_Data_.
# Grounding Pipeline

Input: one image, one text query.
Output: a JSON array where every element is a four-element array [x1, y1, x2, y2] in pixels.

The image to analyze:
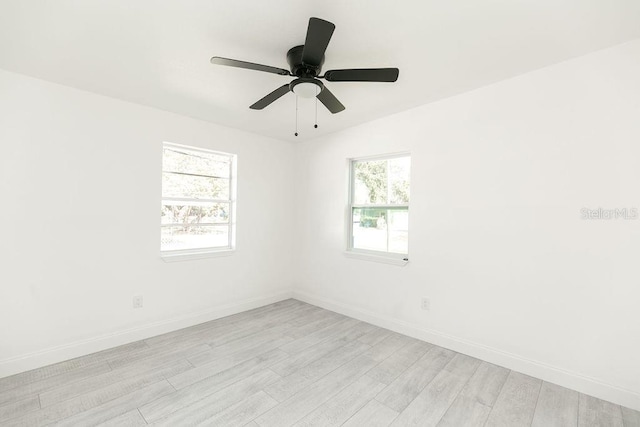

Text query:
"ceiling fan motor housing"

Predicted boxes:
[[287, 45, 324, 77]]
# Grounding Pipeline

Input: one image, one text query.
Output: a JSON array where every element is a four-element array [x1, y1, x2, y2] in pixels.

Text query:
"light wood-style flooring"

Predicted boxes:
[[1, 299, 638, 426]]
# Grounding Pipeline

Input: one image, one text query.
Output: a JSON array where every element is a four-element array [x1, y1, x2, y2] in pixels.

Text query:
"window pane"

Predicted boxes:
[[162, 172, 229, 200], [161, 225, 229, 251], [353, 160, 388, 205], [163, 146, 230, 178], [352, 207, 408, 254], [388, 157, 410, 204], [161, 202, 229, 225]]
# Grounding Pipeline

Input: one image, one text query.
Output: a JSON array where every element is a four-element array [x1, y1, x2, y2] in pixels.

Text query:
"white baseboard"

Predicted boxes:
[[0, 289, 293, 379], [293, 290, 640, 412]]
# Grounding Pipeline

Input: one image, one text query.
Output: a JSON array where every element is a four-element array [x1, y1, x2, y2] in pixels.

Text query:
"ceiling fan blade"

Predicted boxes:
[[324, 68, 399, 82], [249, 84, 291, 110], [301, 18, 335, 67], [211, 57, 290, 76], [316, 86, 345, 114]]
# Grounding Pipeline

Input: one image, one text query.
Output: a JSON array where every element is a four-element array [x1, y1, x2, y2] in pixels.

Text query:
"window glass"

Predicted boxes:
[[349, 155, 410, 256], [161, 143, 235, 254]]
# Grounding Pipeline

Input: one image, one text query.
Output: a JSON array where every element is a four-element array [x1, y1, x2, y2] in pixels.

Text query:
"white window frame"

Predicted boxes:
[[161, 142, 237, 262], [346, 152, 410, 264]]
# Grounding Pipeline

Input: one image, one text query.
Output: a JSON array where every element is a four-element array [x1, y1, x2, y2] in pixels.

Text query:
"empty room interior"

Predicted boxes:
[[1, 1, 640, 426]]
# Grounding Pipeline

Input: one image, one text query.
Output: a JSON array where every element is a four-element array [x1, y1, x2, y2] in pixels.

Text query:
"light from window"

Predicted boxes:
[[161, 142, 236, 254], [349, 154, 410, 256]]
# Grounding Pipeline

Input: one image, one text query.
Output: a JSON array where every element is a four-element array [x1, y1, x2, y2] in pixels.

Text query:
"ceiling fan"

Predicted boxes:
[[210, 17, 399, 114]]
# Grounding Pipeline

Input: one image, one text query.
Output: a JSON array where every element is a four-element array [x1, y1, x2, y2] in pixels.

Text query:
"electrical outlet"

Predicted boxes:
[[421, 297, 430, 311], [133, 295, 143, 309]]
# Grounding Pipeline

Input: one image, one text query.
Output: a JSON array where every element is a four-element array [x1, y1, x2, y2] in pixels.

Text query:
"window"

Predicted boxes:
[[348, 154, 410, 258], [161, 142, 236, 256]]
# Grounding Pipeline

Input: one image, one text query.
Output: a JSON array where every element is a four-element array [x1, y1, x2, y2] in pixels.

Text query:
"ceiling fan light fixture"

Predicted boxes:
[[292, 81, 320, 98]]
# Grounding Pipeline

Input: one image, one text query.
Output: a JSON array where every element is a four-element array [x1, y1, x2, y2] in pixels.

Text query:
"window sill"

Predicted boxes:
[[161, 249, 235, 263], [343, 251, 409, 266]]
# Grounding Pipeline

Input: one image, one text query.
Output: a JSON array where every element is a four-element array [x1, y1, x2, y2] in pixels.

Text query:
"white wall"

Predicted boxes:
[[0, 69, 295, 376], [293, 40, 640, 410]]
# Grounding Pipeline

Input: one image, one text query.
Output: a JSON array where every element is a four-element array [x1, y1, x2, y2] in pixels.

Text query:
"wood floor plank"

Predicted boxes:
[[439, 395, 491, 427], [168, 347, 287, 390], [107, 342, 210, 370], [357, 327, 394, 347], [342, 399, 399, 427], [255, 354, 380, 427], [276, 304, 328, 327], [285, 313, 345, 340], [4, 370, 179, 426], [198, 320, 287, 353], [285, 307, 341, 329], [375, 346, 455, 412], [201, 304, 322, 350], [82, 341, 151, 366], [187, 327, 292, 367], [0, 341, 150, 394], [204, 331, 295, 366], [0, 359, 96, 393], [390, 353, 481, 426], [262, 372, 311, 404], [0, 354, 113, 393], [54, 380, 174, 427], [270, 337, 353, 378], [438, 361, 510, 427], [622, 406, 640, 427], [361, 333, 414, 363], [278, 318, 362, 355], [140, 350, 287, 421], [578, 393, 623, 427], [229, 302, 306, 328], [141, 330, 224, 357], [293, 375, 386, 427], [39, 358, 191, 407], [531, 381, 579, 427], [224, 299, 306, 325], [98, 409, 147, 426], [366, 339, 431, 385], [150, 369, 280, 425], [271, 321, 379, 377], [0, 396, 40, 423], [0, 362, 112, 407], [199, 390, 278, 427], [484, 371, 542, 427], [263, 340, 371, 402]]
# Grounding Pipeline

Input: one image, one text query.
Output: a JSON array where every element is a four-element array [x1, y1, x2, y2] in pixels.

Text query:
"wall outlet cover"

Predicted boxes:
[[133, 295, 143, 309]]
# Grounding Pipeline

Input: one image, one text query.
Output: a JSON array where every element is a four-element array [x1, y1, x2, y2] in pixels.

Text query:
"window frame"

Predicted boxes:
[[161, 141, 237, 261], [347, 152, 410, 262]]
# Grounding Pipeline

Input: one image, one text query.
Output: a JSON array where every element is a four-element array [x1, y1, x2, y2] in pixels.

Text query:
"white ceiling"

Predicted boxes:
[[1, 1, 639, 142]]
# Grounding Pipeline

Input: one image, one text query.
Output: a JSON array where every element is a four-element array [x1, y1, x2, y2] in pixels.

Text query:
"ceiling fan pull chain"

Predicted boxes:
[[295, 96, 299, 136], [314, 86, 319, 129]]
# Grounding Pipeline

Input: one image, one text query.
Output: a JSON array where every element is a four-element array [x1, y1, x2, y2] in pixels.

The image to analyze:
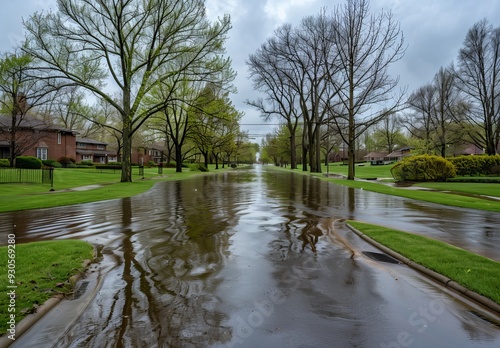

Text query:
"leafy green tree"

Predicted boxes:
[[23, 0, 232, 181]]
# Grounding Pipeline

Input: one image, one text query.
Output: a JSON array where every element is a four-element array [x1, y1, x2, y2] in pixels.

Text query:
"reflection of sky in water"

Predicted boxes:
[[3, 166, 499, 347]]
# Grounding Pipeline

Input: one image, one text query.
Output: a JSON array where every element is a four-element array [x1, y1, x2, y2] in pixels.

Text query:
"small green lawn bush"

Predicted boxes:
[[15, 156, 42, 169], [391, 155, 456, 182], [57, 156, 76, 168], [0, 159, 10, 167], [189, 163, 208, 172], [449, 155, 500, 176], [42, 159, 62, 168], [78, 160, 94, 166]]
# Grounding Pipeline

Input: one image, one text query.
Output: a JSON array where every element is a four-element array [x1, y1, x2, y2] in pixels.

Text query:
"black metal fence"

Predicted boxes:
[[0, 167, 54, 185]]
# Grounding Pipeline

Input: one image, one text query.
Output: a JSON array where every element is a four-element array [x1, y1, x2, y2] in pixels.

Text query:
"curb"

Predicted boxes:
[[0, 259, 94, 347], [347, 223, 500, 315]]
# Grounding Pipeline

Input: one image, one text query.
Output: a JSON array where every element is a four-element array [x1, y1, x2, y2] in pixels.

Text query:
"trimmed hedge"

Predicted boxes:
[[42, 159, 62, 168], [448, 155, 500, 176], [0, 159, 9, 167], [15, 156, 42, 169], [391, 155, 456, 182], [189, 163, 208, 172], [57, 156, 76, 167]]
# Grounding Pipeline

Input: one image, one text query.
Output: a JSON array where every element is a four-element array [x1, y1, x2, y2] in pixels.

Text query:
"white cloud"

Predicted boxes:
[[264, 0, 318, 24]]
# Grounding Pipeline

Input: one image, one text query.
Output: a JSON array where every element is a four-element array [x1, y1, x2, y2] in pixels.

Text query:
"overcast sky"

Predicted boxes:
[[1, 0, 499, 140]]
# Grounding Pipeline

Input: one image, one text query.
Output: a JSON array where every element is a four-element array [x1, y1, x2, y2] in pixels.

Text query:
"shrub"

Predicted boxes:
--
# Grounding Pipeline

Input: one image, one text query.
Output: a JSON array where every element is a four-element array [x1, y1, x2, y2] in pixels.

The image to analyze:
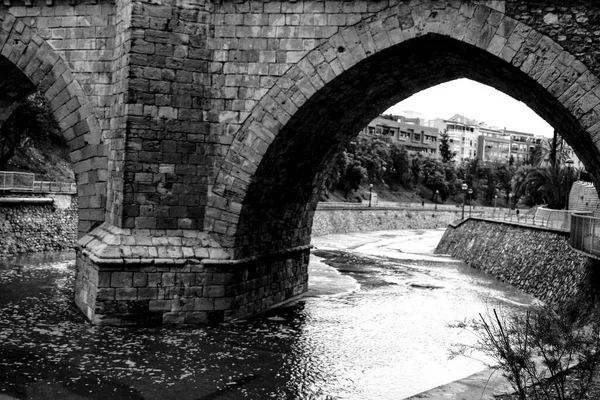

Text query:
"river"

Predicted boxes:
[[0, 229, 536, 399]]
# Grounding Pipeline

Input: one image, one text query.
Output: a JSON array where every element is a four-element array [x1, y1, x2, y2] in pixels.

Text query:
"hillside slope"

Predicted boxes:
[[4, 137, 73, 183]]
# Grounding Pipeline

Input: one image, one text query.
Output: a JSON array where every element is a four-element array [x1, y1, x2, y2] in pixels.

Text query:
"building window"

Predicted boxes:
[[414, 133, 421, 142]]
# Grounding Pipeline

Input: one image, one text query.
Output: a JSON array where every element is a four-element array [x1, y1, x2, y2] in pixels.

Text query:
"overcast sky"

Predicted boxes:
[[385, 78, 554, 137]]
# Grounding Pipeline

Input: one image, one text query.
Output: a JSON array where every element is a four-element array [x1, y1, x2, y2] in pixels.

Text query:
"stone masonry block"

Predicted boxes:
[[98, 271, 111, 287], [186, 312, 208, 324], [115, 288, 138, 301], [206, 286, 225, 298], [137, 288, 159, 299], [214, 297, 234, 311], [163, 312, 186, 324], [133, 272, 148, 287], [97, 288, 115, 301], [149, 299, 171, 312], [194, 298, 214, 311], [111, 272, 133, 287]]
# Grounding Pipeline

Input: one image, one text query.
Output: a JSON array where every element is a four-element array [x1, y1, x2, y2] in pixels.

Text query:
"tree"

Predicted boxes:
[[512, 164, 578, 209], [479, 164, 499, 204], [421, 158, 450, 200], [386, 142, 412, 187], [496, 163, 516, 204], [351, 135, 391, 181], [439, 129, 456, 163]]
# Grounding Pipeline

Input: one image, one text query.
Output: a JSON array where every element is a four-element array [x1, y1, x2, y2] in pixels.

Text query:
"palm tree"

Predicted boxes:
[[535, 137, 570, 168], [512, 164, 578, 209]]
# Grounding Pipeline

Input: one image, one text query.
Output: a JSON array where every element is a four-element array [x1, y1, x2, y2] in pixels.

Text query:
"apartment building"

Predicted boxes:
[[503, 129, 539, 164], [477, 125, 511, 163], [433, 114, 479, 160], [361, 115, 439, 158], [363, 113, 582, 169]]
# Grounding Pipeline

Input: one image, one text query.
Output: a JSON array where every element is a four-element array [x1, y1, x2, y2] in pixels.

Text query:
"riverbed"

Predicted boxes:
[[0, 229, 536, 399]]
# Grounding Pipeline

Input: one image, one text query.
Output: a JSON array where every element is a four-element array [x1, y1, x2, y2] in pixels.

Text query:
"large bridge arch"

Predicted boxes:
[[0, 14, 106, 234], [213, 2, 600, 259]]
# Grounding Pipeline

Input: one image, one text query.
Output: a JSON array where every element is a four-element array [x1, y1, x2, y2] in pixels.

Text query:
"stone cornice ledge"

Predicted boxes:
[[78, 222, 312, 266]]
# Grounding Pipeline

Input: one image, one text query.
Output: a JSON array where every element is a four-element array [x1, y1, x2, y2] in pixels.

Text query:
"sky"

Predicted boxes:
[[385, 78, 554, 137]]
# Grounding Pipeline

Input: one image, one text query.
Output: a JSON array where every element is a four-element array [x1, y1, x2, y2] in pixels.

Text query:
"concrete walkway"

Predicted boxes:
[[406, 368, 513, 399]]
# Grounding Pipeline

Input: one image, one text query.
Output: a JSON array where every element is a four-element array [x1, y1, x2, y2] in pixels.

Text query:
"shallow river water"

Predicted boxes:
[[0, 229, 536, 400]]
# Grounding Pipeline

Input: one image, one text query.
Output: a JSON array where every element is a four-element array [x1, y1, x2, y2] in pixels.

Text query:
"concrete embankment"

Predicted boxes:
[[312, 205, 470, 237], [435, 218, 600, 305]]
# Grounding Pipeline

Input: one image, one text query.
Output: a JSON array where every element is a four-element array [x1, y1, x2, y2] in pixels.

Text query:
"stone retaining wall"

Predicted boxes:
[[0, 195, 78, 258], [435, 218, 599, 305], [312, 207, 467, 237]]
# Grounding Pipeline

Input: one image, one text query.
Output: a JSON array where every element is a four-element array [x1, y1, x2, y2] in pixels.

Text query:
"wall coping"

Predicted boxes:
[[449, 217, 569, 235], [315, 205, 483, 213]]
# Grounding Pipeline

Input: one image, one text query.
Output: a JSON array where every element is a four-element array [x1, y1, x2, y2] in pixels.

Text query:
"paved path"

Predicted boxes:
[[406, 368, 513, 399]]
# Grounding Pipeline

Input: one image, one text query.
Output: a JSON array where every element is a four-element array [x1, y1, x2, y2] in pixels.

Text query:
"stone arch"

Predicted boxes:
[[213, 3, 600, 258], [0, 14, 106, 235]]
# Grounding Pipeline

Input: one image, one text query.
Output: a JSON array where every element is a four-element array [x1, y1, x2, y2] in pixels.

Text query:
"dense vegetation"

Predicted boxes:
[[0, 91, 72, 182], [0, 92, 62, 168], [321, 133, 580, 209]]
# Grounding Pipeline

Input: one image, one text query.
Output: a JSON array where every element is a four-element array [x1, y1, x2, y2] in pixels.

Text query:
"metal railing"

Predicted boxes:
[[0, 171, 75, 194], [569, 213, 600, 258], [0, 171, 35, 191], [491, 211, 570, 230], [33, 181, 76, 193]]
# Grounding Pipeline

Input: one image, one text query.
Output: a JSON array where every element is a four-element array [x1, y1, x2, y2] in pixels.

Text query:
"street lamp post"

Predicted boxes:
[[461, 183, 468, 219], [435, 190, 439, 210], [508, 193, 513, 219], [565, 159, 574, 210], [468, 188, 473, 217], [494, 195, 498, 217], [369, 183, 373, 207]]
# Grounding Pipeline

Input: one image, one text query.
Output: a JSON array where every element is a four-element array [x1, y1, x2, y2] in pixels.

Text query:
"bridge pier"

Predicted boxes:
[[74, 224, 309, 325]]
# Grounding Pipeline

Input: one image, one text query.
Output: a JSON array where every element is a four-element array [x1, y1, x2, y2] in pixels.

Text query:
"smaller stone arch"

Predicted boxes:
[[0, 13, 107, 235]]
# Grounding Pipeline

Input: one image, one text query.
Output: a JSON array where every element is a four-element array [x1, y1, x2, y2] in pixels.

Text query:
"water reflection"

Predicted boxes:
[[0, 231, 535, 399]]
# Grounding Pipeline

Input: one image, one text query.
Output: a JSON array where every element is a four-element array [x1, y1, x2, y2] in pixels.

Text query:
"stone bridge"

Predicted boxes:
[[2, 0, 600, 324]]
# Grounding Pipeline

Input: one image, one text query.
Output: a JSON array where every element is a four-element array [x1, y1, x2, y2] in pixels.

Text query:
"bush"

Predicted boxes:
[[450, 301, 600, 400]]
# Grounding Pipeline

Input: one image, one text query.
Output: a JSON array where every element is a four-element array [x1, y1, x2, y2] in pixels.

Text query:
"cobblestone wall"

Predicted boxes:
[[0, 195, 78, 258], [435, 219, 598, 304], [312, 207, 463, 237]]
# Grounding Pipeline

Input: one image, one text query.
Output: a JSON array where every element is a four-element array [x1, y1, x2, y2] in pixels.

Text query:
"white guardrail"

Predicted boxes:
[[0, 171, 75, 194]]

_Task description_. Search the listing for the word "wall", and copy every line in which it is found.

_Response area_.
"white wall"
"wall outlet cover"
"stone retaining wall"
"wall coping"
"cobblestone wall"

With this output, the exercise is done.